------ Text block

Ones to watch in 2022: Electra Perivolaris, composer

Inspired by the landscapes and musical traditions of her home on the Isle of Arran, and those of her father’s native Greece, composer Electra Perivolaris is about to have an extremely busy year. Interview by David Kettle
Electra PerivolarisElectra Perivolaris
Electra Perivolaris

“I don’t think I was even aware that there were any women composers. We didn’t study any in school.” Electra Perivolaris is remembering the surprise she felt during one of her first compositional encounters, with eminent British composer Judith Weir – who would prove an inspiration in many ways. Weir was working on Perivolaris’s piece Obon Lantern Festival, which the 16-year-old had written for her school choir, and which had been accepted for a workshop with the BBC Singers as part of the BBC Proms Inspire Young Composers project. “It was a formative experience,” Perivolaris remembers. “Seeing a strong female role model like Judith Weir was a real turning point, and I began to see that composing was maybe what I wanted to do.”

It’s been almost a decade since then, and during that time Perivolaris has emerged as one of Scotland’s most exciting young composers. She’s completed studies at the Royal Conservatoire of Scotland and the Royal Academy of Music, and she’s now busy working on several commissions. She’s composed for the BBC Concert Orchestra and the Aurora Orchestra, and has written two pieces for Sir James MacMillan’s Cumnock Tryst festival. In the immediate future, her new work for the Scottish Chamber Orchestra, The Blurred Lines of Archipelagos, is due to be unveiled in an online performance in February, and she’s also one of the participants in the RSNO’s Composers’ Hub for 2022. It’s clear where the widespread interest in Perivolaris’s music comes from: it’s deeply lyrical and engaging, immediately approachable yet rewardingly complex, with a disarming directness and a suppleness to its emotional expression.

Hide Ad
Hide Ad

After completing her studies in London, she’s now back in Scotland, on the Isle of Arran. “I moved to the island in my late teens,” she explains. “We lived in lots of different places while I was growing up. I’m half Greek and half Scottish: my dad’s side of the family is from the Aegean island of Chios, and my mum’s side comes from the west coast of Scotland. So we’ve always had a strong connection to Scotland.”

In line with her wide-ranging travels, Perivolaris feels that a sense of place is crucial to her music. “Some of the main inspirations behind my work are the landscapes of Arran,” she explains, “and the feelings I have when confronted by the ancient, vast landscape here.” Where does she think this sensitivity to place comes from? “My dual heritage has definitely had an impact. I grew up listening to Greek folk music, Byzantine music, Scottish traditional music and lots more, and those have all woven their way into the way I write and hear music. And of course all those musics were heavily linked with the land, and existed within the landscapes and communities who lived in those places.”

------------

-- Stated exercise --
According to the Electra Perivolaris interview, which island is her father's side of the family from? Rely on the Electra Perivolaris interview alone.

------ Data provided

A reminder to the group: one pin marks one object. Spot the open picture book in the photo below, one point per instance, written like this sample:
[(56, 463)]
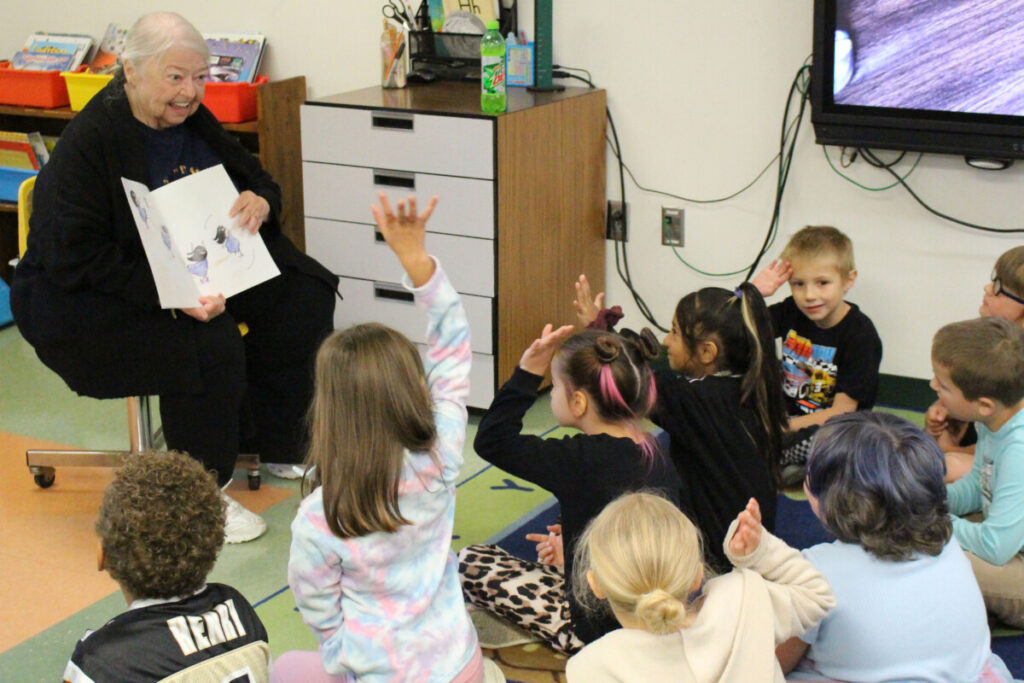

------------

-- Completed exercise --
The Aegean island of Chios.